(Fragmento del documento):
_ _ _ _
3. ... había algunos griegos, acercándose a Felipe le rogaban: «Señor, queremos ver a Jesús»
Yo, ¿quiero, de verdad, ver a Jesús? ¿Cómo lo busco? ¿Cómo debería hacerlo? ¿Dónde lo busco? ¿Cuándo lo busco? ¿Para qué lo busco? ¿Qué he descubierto en Jesús que me anima a seguir buscándolo? ¿Quién es Jesús para mí?
Andrés y Felipe fueron a decírselo a Jesús.
También hoy hay muchos hombres y mujeres que, aún sin saberlo, buscan a Jesús, quieren verlo, porque en el fondo tienen necesidad de trascendencia, tienen sed de infinito. ¿Cómo acerco a las personas a Jesús? ¿Presento ante Jesús a aquellos que lo buscan? ¿Soy un instrumento para la evangelización de las personas que me rodean? ¿Qué tendría que hacer y cómo tendría que hacerlo? ¿Cómo suscitar en los demás el deseo y la necesidad de encontrarse con Jesús? ¿Nuestra forma de vivir el Evangelio interroga a los demás y les lleva a preguntarse por Jesús?
... Si el grano de trigo muere, da mucho fruto.
He aquí una afirmación desafiante y provocativa. Jesús sabe que han tramado su muerte, pero no huye. Olvidándose de sí mismo está decidido a dar la vida a los demás. Jesús es claro. No se puede engendrar vida sin dar la propia. No se puede hacer vivir a los demás si uno no está dispuesto a “des-vivirse” por los otros. La vida es fruto del amor, y brota en la medida en que nos entregamos. El fruto comienza en el mismo grano que muere. Así sucede también en la vida. El don total de sí es lo que hace que la vida de una persona sea realmente fecunda. ¿Cómo tendría que vivir mi vida para fuese realmente fecunda? ¿Qué actitudes deberían morir en mí para que en mí naciese “el hombre” nuevo? ¿Cómo hacer de mi vida una entrega para los demás? Sabemos que ya los frutos comienzan por las semillas, por tanto ¿qué semillas tendría que enterrar para dar los frutos que se espera de mí? ¿Qué conversión personal y pastoral necesito y necesita nuestra Iglesia para asemejarse más a Jesús?
Pero también sabemos que nuestra propia muerte física es la puerta para la vida eterna. ¿Cómo vivo en mi vida esta verdad de fe, con confianza, con miedo, con incertidumbre...? ¿Cómo lo anuncio a los demás?
El que quiera servirme, que me siga...
Quien quiera ser su discípulo, ha de estar dispuesto a seguir y compartir su suerte en la muerte y en la vida. Por eso nos invita a seguirle. ¿Cómo está siendo mi seguimiento de Jesús?¿Qué tipo de servicio estoy realizando en nombre de Jesús?
Ahora mi alma está agitada, y ¿qué diré?
_ _ _ _
(Ejercicio planteado A):
Devuelve sin cambios las líneas del listado entre la que contiene "Give the outline of every instance of the overturned" y la que contiene "[[[0,104],[0,149],[38,149],[42,128],[15,106]]]", ambas incluidas.
La reflexión y el listado no tienen nada que ver entre sí.

Registros de un conjunto de datos de anotación:
_ _ _ _
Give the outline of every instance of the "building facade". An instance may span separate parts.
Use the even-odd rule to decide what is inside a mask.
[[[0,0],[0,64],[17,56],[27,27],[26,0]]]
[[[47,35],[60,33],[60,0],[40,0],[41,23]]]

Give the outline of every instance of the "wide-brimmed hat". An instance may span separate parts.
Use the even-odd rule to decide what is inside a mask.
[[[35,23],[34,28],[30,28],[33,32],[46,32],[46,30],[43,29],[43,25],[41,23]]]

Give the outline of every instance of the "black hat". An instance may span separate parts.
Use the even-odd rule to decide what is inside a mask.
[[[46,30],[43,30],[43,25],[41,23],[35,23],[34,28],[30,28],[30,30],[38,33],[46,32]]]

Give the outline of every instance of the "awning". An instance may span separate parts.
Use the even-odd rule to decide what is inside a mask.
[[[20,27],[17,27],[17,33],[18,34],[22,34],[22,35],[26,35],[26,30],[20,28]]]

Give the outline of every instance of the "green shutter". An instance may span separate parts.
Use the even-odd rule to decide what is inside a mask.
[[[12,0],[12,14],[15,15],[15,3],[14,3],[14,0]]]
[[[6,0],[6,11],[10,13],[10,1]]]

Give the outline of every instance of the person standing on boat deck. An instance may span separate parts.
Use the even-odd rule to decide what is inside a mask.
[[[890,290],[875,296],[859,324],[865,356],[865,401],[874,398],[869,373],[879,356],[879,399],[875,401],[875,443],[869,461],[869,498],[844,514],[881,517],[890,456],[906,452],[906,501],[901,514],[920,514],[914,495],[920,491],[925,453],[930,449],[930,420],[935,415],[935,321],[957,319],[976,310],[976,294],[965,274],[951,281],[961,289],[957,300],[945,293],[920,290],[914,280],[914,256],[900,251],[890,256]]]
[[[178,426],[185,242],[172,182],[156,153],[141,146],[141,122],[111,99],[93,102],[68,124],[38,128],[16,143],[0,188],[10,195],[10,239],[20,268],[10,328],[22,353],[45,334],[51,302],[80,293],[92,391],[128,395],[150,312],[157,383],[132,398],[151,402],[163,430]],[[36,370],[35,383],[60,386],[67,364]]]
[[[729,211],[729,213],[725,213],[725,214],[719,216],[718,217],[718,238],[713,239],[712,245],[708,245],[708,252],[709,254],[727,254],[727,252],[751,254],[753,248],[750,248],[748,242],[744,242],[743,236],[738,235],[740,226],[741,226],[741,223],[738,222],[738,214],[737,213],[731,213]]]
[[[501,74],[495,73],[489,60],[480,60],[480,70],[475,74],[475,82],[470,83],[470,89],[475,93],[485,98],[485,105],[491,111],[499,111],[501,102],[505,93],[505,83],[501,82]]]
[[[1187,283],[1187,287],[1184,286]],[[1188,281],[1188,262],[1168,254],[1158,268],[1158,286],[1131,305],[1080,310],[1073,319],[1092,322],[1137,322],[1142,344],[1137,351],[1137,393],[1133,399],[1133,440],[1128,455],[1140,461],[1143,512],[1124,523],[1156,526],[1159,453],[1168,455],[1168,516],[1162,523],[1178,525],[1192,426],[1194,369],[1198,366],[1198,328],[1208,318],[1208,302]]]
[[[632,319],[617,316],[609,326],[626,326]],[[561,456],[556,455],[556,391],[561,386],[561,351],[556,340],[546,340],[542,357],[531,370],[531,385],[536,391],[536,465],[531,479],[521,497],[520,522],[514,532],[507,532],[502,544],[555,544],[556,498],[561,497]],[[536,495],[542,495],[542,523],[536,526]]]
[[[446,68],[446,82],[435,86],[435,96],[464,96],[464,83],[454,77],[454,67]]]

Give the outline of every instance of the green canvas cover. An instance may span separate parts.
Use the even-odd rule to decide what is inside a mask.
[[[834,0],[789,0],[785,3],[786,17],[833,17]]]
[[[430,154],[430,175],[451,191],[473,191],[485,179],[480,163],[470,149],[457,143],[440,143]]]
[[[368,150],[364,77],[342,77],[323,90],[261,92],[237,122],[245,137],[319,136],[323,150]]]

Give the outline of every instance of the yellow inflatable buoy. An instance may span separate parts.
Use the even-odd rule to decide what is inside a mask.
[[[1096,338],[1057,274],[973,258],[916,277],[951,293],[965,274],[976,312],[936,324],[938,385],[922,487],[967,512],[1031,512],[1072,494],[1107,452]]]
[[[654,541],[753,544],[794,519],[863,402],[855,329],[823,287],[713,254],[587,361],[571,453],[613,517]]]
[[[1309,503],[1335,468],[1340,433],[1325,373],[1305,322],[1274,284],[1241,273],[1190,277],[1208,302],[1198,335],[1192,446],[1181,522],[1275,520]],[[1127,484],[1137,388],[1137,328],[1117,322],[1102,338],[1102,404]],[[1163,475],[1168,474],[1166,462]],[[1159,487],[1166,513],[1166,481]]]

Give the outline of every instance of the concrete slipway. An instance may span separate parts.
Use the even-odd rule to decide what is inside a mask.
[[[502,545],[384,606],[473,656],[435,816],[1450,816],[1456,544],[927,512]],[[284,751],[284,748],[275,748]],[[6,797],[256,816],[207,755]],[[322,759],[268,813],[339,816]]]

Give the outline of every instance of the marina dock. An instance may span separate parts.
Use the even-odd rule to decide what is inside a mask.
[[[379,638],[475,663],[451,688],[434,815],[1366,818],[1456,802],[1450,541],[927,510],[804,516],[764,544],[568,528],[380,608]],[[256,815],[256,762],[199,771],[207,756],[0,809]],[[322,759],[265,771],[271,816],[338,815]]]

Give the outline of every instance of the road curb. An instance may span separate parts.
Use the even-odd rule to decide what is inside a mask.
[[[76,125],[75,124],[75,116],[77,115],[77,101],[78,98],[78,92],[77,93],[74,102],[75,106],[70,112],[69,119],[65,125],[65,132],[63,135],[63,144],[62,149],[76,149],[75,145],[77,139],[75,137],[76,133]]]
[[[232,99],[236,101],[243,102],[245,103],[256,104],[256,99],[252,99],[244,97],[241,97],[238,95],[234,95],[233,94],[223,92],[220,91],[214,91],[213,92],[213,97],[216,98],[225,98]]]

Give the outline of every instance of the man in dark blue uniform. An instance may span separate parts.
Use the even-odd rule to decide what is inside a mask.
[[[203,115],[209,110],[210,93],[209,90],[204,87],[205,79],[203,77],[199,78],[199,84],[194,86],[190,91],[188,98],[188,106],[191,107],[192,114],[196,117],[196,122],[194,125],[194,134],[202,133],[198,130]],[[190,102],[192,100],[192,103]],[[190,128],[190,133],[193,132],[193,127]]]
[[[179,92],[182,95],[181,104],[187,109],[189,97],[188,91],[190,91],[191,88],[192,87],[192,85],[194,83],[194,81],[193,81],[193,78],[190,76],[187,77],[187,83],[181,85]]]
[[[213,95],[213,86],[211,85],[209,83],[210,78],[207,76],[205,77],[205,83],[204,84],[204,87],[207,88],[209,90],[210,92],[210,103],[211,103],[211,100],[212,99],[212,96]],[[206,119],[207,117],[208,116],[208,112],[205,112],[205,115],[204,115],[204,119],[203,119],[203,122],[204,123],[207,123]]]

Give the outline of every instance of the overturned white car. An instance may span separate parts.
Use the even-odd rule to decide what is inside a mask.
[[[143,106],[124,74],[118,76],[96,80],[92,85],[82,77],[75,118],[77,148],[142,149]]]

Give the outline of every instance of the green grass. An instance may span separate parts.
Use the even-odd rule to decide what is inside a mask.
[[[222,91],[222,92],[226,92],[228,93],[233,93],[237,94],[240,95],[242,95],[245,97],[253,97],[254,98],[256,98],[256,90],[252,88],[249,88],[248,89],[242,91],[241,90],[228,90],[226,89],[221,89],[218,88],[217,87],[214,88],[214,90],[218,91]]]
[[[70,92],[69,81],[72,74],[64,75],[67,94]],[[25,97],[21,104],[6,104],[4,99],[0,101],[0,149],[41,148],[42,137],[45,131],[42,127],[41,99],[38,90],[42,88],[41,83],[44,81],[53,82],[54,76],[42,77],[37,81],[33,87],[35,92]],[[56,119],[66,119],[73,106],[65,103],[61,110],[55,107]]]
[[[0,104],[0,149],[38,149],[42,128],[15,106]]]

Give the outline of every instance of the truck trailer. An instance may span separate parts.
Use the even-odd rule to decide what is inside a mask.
_ _ _ _
(Ejercicio planteado B):
Vuelve a escribir tal cual el trozo de la reflexión entre "El que quiera" y "y ¿qué diré?", ambos incluidos.

(Respuesta escrita A):
Give the outline of every instance of the overturned white car. An instance may span separate parts.
Use the even-odd rule to decide what is inside a mask.
[[[143,106],[124,74],[118,76],[96,80],[92,85],[82,77],[75,118],[77,148],[142,149]]]

Give the outline of every instance of the green grass. An instance may span separate parts.
Use the even-odd rule to decide what is inside a mask.
[[[222,91],[222,92],[226,92],[228,93],[233,93],[237,94],[240,95],[242,95],[245,97],[253,97],[254,98],[256,98],[256,90],[252,88],[249,88],[248,89],[242,91],[241,90],[228,90],[226,89],[221,89],[218,88],[217,87],[214,88],[214,90],[218,91]]]
[[[70,92],[69,81],[72,74],[64,75],[67,94]],[[25,97],[21,104],[6,104],[4,99],[0,101],[0,149],[41,148],[42,137],[45,131],[42,127],[41,99],[38,90],[42,88],[41,83],[44,81],[53,82],[54,76],[42,77],[37,81],[33,87],[35,92]],[[56,119],[66,119],[73,106],[65,103],[61,110],[55,107]]]
[[[0,104],[0,149],[38,149],[42,128],[15,106]]]

(Respuesta escrita B):
El que quiera servirme, que me siga...
Quien quiera ser su discípulo, ha de estar dispuesto a seguir y compartir su suerte en la muerte y en la vida. Por eso nos invita a seguirle. ¿Cómo está siendo mi seguimiento de Jesús?¿Qué tipo de servicio estoy realizando en nombre de Jesús?
Ahora mi alma está agitada, y ¿qué diré?